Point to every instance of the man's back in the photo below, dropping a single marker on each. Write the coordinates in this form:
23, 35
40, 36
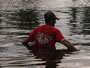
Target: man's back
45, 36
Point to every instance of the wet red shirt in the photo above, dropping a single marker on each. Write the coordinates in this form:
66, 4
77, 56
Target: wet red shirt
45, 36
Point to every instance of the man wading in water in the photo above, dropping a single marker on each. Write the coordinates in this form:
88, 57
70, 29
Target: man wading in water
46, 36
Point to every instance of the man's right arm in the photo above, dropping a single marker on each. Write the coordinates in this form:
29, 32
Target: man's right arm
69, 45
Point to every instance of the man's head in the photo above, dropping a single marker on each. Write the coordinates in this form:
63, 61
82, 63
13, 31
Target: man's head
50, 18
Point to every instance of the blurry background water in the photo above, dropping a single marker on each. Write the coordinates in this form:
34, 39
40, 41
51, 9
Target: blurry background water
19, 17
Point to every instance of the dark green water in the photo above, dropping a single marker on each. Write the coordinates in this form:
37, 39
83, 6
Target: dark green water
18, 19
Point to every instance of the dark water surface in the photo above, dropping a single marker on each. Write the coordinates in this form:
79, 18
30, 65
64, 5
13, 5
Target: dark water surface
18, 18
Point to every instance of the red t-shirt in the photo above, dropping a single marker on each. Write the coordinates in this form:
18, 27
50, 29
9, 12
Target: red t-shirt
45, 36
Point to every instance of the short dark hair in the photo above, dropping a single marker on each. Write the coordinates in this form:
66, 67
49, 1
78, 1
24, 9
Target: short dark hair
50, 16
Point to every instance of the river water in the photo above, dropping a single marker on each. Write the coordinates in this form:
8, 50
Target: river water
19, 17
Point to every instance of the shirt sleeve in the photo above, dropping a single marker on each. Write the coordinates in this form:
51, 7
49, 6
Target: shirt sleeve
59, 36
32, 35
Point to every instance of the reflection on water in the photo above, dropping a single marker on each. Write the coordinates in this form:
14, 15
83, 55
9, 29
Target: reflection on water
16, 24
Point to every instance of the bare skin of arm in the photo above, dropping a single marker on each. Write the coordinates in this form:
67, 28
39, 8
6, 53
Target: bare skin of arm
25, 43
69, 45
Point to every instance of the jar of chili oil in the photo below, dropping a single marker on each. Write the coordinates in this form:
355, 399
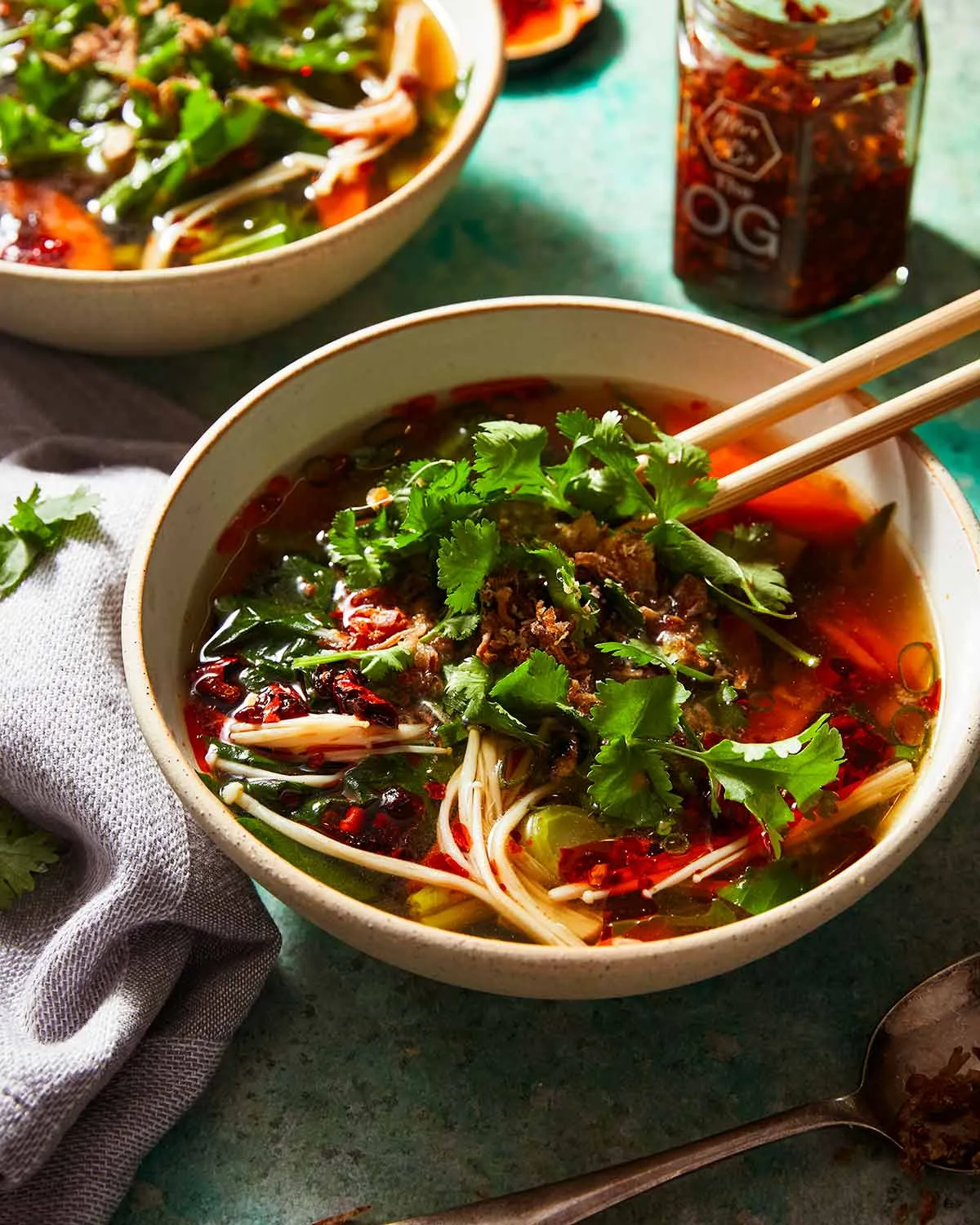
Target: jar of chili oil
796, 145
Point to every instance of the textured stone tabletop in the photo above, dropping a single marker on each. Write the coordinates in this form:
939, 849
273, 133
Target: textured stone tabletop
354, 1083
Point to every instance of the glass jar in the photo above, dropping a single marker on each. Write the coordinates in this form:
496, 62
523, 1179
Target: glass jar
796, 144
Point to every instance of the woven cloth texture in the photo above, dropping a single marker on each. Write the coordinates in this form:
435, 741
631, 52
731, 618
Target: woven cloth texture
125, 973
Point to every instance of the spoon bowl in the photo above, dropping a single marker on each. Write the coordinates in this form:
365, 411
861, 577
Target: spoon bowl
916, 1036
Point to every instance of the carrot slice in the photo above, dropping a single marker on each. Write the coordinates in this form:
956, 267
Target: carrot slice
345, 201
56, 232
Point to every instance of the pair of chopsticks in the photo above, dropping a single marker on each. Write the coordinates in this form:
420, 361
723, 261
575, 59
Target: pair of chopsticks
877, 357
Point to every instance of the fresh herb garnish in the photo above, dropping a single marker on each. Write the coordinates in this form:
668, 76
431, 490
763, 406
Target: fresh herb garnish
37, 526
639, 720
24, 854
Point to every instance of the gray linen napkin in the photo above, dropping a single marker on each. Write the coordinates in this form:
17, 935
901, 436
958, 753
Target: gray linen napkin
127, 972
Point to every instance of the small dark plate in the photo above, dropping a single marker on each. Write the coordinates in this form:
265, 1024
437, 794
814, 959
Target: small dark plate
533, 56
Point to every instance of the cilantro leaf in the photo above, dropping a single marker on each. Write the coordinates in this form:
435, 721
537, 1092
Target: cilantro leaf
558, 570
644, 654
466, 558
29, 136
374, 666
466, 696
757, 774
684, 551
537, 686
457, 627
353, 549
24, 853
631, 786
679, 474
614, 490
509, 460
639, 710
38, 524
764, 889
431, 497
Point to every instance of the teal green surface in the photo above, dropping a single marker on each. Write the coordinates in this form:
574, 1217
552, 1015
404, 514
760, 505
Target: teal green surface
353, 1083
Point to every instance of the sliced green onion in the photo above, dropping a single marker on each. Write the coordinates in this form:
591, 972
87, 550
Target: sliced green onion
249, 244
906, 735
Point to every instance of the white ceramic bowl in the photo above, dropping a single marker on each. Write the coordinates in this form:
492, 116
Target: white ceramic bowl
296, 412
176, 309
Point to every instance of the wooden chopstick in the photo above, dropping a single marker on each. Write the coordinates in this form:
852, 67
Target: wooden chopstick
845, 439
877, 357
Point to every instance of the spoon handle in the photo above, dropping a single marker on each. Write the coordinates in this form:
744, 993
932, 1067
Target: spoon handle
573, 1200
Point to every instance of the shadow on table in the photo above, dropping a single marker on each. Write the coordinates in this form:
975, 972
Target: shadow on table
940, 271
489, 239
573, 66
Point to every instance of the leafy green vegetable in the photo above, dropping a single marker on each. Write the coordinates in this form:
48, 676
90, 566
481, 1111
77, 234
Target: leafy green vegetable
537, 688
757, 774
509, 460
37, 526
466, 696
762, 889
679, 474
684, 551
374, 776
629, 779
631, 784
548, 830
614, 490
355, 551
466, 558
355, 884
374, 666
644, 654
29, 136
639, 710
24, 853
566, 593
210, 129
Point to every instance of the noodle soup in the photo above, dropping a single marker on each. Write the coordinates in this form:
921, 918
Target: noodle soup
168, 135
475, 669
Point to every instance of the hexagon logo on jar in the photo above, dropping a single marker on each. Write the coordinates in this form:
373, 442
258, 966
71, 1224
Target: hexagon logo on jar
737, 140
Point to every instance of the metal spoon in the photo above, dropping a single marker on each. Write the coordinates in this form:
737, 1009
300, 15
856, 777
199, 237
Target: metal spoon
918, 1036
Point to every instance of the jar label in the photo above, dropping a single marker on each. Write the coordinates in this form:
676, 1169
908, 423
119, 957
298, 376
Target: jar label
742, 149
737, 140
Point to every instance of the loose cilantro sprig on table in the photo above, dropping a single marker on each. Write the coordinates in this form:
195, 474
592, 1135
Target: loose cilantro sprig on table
================
- [About this exercise]
Each line above that includes "loose" counts once; state the total and nothing more.

- [Task result]
2